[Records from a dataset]
=-=-=

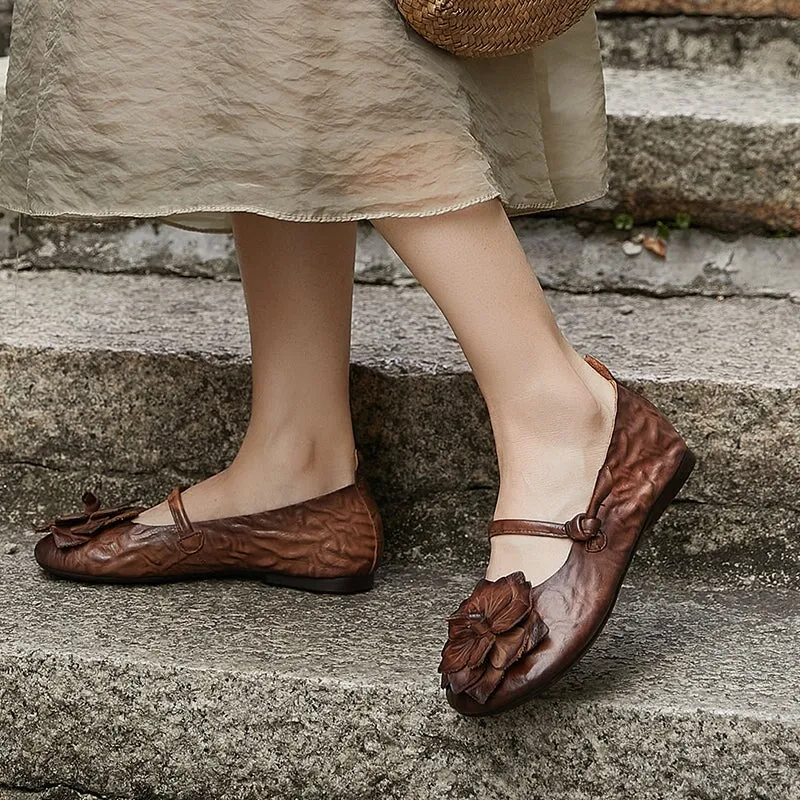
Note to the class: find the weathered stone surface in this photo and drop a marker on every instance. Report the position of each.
(235, 690)
(569, 255)
(90, 387)
(766, 49)
(720, 146)
(5, 29)
(578, 256)
(731, 8)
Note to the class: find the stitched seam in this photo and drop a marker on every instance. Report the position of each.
(159, 214)
(527, 530)
(374, 526)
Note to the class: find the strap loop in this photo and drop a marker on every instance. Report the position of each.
(182, 520)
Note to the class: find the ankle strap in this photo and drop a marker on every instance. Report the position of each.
(190, 540)
(585, 527)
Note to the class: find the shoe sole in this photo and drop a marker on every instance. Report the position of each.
(349, 584)
(668, 494)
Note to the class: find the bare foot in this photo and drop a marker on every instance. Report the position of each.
(261, 479)
(552, 478)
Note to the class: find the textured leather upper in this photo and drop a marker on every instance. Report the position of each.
(644, 453)
(337, 534)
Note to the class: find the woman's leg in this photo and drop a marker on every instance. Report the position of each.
(298, 287)
(551, 413)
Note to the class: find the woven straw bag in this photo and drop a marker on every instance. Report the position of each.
(482, 28)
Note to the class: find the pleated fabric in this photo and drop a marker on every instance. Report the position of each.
(323, 110)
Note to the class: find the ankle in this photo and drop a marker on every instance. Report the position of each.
(301, 459)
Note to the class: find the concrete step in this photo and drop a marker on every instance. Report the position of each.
(568, 255)
(762, 48)
(789, 9)
(722, 146)
(237, 690)
(134, 383)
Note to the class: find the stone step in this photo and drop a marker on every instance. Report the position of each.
(237, 690)
(722, 146)
(130, 384)
(789, 9)
(568, 255)
(761, 48)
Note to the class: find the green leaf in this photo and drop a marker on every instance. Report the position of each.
(683, 220)
(623, 221)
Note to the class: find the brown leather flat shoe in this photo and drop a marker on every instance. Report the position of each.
(331, 543)
(508, 641)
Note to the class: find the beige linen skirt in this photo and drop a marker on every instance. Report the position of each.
(318, 110)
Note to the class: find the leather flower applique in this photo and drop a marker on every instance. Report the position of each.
(493, 629)
(73, 530)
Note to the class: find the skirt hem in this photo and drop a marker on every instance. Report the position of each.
(513, 209)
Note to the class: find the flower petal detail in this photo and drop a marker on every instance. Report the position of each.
(465, 650)
(492, 630)
(73, 530)
(481, 689)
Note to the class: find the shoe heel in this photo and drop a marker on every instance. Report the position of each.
(349, 584)
(674, 485)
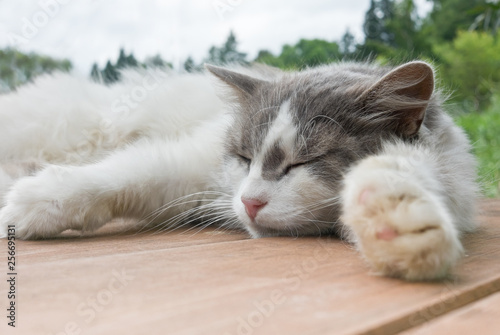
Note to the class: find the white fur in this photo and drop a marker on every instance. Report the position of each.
(135, 148)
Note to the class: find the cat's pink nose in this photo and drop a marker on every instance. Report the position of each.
(252, 206)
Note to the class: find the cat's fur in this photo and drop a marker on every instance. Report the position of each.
(355, 149)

=-=-=

Short task - The pictures in the entries should be left out; output everything else exactly.

Correct output -
Note to the class: find the weathered stone surface in this photo and drop a marker on every instance. Report the position of each.
(235, 690)
(569, 255)
(90, 387)
(766, 49)
(720, 146)
(5, 29)
(578, 256)
(731, 8)
Note to the class: find the stitched seam in this photo and drop a marker on every instance. Report the position of each.
(159, 214)
(527, 530)
(374, 526)
Note to the class: find the strap loop in this photo and drop a marker on every instance. Report the position of each.
(182, 520)
Note to the class: find the ankle strap in this photo and drop a marker on every instance. Report the position of each.
(190, 540)
(585, 527)
Note to the class: find the shoe sole in this photo and drop a marker on every instance. Report the position of each.
(349, 584)
(668, 494)
Note to the class: find the bare foot in this photo and drop a marker on every instance. Report the position of each.
(261, 479)
(552, 478)
Note to the class: find the textured leather upper in this photo and drop a marker on every instance. Report the position of each.
(644, 453)
(337, 534)
Note to the class: find the woman's leg in this photo and drop a marker on every instance. Report the position of each.
(298, 287)
(551, 413)
Note to the class: find the woven straw bag in this photo and drop a marker on every instance. Report the position of each.
(482, 28)
Note to the class: find the pleated fabric in this photo and drop a marker on every instance. Report the position of each.
(323, 110)
Note to the class: find the ankle in this photo and drop a marker on every instance. Report the position of each.
(301, 459)
Note to the class: find the concrete step in this photo and drop a marker on every instance. Report the position of each.
(568, 255)
(762, 48)
(789, 9)
(722, 146)
(237, 690)
(134, 383)
Note to the class: find the stone step in this photo and drop a marker on every instance. Report the position of each.
(237, 690)
(722, 146)
(130, 384)
(789, 9)
(568, 255)
(761, 48)
Note to the class: find the green leaf in this photo and drop a marker on every instance. Report the position of each.
(683, 220)
(623, 221)
Note to the class: find the brown leather flat shoe in this photo and drop a marker on every instance. Report the position of each.
(331, 543)
(508, 641)
Note to the class: find the beige linen skirt in this photo and drop a marker on every instance. Report the position of each.
(318, 110)
Note to the class: find the leather flower applique in this photo and drop a marker on every instance. Report the position of each.
(493, 629)
(73, 530)
Note to the class: find the skirt hem in this photo and drop a marker on every instance. Report the position of each.
(513, 209)
Note to the class: find the flower petal detail in this photo and drop a marker on every instance. Report the position of each.
(465, 650)
(492, 630)
(73, 530)
(481, 689)
Note to the class: find the shoe heel in this photo and drop a marker on every instance. Report the position of each.
(349, 584)
(674, 485)
Note to the class: find the white fur in this photo and drop a marker on every instance. Report the position of each.
(135, 148)
Note to the class: find the cat's pink nose in this photo and drop a marker on every instance. Report the position of each.
(252, 206)
Note to the class: find the cat's fur in this photo and drop a marker on every instance. Report the position of each.
(355, 149)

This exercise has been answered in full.